### TUGAS:
**1)** Sebutkan institusi layanan umum yang dicontohkan dalam teks tentang pembangunan berperspektif gender.
**2)** Ubahlah paragraf dalam teks tentang pembangunan berperspektif gender yang diawali dengan "Reformasi hukum juga penting dilakukan" menjadi daftar butir singkat yang memuat fakta-fakta utamanya.

### HALAMAN:
************
3. Teori pembangunan berperspektif gender
Tim penulis buku Engendering Development merumuskan strategi tiga langkah menuju pembangunan yang berperspektif gender, yaitu :
1. Mereformasi institusi untuk menetapkan kesetaraan hak dan kesempatan bagi perempuan dan laki-laki.
a) Menciptakan kesetaraan hak dan perlindungan berdasarkan hukum.
Memastikan adanya kesetaraan hak antara perempuan dan laki-laki merupakan hal yang harus dipastikan bagi keberhasilan pembangunan itu sendiri. Kesetaraan hak memberikan akses yang lebih besar bagi perempuan dalam hal-hal publik seperti pendidikan, kesehatan bahkan partisipasi dalam politik.
Reformasi hukum juga penting dilakukan. Reformasi hukum yang berperspektif gender akan membawa dampak besar terhadap perempuan dalam hal otonomi, keamanan, kesempatan dan kesejahteraan. Sedikitnya ada 5 aspek yang perlu direformasi, yaitu hukum keluarga, perlindungan terhadap kekerasan, hak atas tanah, hukum ketenagakerjaan, hak politik.
b) Menciptakan insentif yang mencegah diskriminasi gender.
Aspek lain dalam reformasi institusi ini adalah pemberian insentif yang mencegah diskriminasi gender. Sifat dan struktur institusi ekonomi dapat meningkatkan atau menghambat kesetaraan gender melalui berbagai cara. Seperti halnya struktur pasar yang menciptakan insentif kuat yang mempengaruhi keputusan dan perilaku manusia dalam bekerja, menabung atau berinvestasi, seseorang juga perlu diberikan insentif untuk tidak melakukan hal yang diskriminatif gender.
c) Merancang penyediaan layanan untuk mewadahi kesetaraan akses.
Institusi layanan umum seperti sekolah, puskesmas, institusi keuangan atau sistem penyuluhan pertanian dapat menciptakan kesetaraan gender yang lebih besar dalam akses ke sumberdaya produktif jika semua institusi tersebut dirancang dengan memperhitungkan perbedaan dan disparitas gender.
2. Mendorong pembangunan ekonomi demi memperkuat insentif yang lebih menyetarakan dalam hal sumber daya dan partisipasi.
Pembangunan ekonomi diperlukan untuk mendorong peningkatan produktivitas perempuan dan laki-laki melalui penciptaan lebih banyak kesempatan kerja, peningkatan pendapatan, serta perbaikan standar hidup. Hampir disemua masyarakat, pembangunan ekonomi juga mengurangi kesenjangan gender.
************
### ENTRI:
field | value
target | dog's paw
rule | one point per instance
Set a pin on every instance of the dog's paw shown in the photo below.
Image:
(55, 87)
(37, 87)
************
### JAWABAN:
**1)** Sekolah, puskesmas, institusi keuangan, dan sistem penyuluhan pertanian.

**2)**
- Reformasi hukum penting dilakukan.
- Reformasi hukum yang berperspektif gender berdampak besar terhadap otonomi, keamanan, kesempatan, dan kesejahteraan perempuan.
- Sedikitnya lima aspek perlu direformasi: hukum keluarga, perlindungan terhadap kekerasan, hak atas tanah, hukum ketenagakerjaan, dan hak politik.